- Aim
Turn every line of the records below into a Markdown table with the columns Row and Record line. Number the rows in order and skip any blank lines.

## START Working data

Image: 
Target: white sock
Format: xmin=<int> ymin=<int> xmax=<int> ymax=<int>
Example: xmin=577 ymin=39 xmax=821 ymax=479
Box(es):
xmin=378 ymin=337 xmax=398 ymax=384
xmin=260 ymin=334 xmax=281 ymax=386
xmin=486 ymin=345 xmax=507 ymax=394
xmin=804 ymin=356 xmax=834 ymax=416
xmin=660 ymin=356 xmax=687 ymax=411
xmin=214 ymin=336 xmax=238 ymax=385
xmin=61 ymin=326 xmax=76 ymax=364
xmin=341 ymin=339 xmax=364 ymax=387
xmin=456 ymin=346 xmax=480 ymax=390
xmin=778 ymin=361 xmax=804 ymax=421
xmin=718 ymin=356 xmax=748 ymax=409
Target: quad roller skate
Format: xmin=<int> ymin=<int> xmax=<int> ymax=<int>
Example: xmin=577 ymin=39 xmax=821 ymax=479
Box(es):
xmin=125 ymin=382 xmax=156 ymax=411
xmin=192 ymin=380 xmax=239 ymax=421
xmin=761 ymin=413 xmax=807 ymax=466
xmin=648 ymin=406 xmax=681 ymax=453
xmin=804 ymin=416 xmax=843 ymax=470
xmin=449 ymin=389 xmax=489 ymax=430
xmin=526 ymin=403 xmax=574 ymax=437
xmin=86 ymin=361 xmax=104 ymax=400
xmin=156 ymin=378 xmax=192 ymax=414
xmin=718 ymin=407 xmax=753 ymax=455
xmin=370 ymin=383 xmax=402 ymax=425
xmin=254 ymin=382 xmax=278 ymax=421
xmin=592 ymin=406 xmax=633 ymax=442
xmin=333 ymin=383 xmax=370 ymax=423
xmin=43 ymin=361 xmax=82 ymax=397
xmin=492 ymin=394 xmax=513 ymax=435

## END Working data

- Task answer
| Row | Record line |
|---|---|
| 1 | Image:  |
| 2 | Target: white sock |
| 3 | Format: xmin=<int> ymin=<int> xmax=<int> ymax=<int> |
| 4 | Example: xmin=577 ymin=39 xmax=821 ymax=479 |
| 5 | Box(es): |
| 6 | xmin=378 ymin=337 xmax=398 ymax=384 |
| 7 | xmin=260 ymin=334 xmax=281 ymax=386 |
| 8 | xmin=486 ymin=345 xmax=507 ymax=394 |
| 9 | xmin=804 ymin=356 xmax=834 ymax=416 |
| 10 | xmin=660 ymin=356 xmax=687 ymax=411 |
| 11 | xmin=214 ymin=336 xmax=238 ymax=385 |
| 12 | xmin=61 ymin=326 xmax=76 ymax=364 |
| 13 | xmin=341 ymin=339 xmax=364 ymax=387 |
| 14 | xmin=456 ymin=346 xmax=480 ymax=390 |
| 15 | xmin=778 ymin=361 xmax=804 ymax=421 |
| 16 | xmin=718 ymin=356 xmax=748 ymax=409 |
| 17 | Target: quad roller skate |
| 18 | Format: xmin=<int> ymin=<int> xmax=<int> ymax=<int> |
| 19 | Example: xmin=577 ymin=39 xmax=821 ymax=479 |
| 20 | Box(es): |
| 21 | xmin=125 ymin=382 xmax=156 ymax=411 |
| 22 | xmin=192 ymin=380 xmax=239 ymax=421 |
| 23 | xmin=761 ymin=413 xmax=807 ymax=466 |
| 24 | xmin=648 ymin=406 xmax=681 ymax=453 |
| 25 | xmin=804 ymin=416 xmax=843 ymax=470 |
| 26 | xmin=449 ymin=389 xmax=489 ymax=430 |
| 27 | xmin=526 ymin=403 xmax=574 ymax=437 |
| 28 | xmin=86 ymin=361 xmax=104 ymax=400 |
| 29 | xmin=156 ymin=378 xmax=192 ymax=414 |
| 30 | xmin=718 ymin=407 xmax=753 ymax=455 |
| 31 | xmin=370 ymin=383 xmax=402 ymax=425 |
| 32 | xmin=254 ymin=382 xmax=278 ymax=421 |
| 33 | xmin=592 ymin=406 xmax=633 ymax=442 |
| 34 | xmin=333 ymin=383 xmax=370 ymax=423 |
| 35 | xmin=43 ymin=361 xmax=82 ymax=397 |
| 36 | xmin=492 ymin=394 xmax=513 ymax=435 |